Write down each entry again, exactly as it reads.

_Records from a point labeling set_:
***
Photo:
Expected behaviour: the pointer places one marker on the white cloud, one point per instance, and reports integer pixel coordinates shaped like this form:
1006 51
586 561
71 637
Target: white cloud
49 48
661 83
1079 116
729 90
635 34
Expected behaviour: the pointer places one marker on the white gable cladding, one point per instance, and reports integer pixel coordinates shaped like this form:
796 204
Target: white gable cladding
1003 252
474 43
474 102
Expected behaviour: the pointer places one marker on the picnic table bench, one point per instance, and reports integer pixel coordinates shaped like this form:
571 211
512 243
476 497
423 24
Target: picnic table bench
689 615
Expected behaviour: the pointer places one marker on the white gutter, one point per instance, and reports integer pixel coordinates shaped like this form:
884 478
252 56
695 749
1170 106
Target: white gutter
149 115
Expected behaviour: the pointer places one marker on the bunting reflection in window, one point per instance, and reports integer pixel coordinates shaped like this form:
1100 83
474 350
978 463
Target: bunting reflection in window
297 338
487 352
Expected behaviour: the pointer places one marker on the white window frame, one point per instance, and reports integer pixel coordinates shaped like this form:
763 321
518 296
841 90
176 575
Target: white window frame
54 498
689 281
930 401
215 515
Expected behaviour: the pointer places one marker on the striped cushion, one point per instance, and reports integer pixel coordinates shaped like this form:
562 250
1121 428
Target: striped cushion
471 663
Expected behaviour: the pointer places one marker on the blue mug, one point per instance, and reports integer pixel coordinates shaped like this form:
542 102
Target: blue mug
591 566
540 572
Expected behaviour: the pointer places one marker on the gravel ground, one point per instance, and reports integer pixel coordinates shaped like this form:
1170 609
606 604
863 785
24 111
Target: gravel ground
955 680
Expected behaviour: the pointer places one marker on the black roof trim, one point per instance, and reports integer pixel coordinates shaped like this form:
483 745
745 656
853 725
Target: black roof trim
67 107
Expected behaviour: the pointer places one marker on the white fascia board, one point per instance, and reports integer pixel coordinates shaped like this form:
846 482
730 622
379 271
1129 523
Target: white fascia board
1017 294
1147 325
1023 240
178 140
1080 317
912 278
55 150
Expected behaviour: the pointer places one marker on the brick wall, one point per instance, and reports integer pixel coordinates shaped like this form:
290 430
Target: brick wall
***
_Solved problem_:
Photo:
Expected behaviour: the pointer places one marker on the white cloud, one point per instance, and reports integer pixel coordinates shaped like this form:
1006 51
586 561
71 637
Target: white cloud
49 48
661 83
1079 116
729 90
635 34
Expected behaviour: the pointer places one marker on the white gable cladding, one point per instance, and reports integer pixel coordinates shaped like this form:
796 204
Target: white gable cladding
1003 252
474 43
474 102
Expected behaviour: the pointer places one marker on the picnic table bench, one point per instance, and reports integer pixel coordinates shaped like this form:
571 211
512 243
476 497
423 24
Target: picnic table bench
689 615
Expected behaviour: the pointer places one marker on the white gutter, one point per instance, and reports integer pixel coordinates shaped like this form:
884 478
252 56
695 749
1170 106
Target: white gutter
149 115
Expected behaviour: the pointer places one marker on the bunting reflection in window, one point per instance, and reports integer pixel coordinates shaped like this form:
1100 83
474 350
978 463
Target: bunting reflection in window
297 338
487 352
Expected behaviour: the pointer places one marker on the white window frame, one point per instance, and reports integer pixel coordinates shaped like this form:
763 321
518 296
841 90
176 575
Target: white window frame
54 498
689 281
930 401
215 515
Expected behaviour: the pointer places one marker on the striped cushion, one point per instance, and reports integer pixel coordinates shaped like this form:
562 250
1121 428
Target: striped cushion
471 663
Expected behaviour: the pointer places one marker on the blue mug, one point per instance, and reports integer pixel coordinates shaped like this form:
542 102
Target: blue mug
591 566
540 572
Expected behaviour: the pointer places one marker on the gravel ground, one point per instance, and reports integer pixel coordinates shaped like this form:
1170 609
606 604
863 785
24 111
Target: gravel ground
955 680
Expected behaviour: the pointer places one marker on the black roof trim, one point per instance, and reports integer pixel coordinates shaped like this form:
483 745
745 656
853 725
Target: black roof trim
67 107
Expected behaviour: the pointer places one marker on the white fascia board, one point per instance, and reports integer pixel coordinates shaped like this form:
846 482
730 622
379 271
1129 523
Target: white fascia board
1017 294
1147 325
1023 240
178 140
1080 317
912 278
55 150
Expected behaviour: the pointer places one marker on the brick wall, one point per instance, and reports integer pixel coordinates shaped like this form:
290 430
Target: brick wall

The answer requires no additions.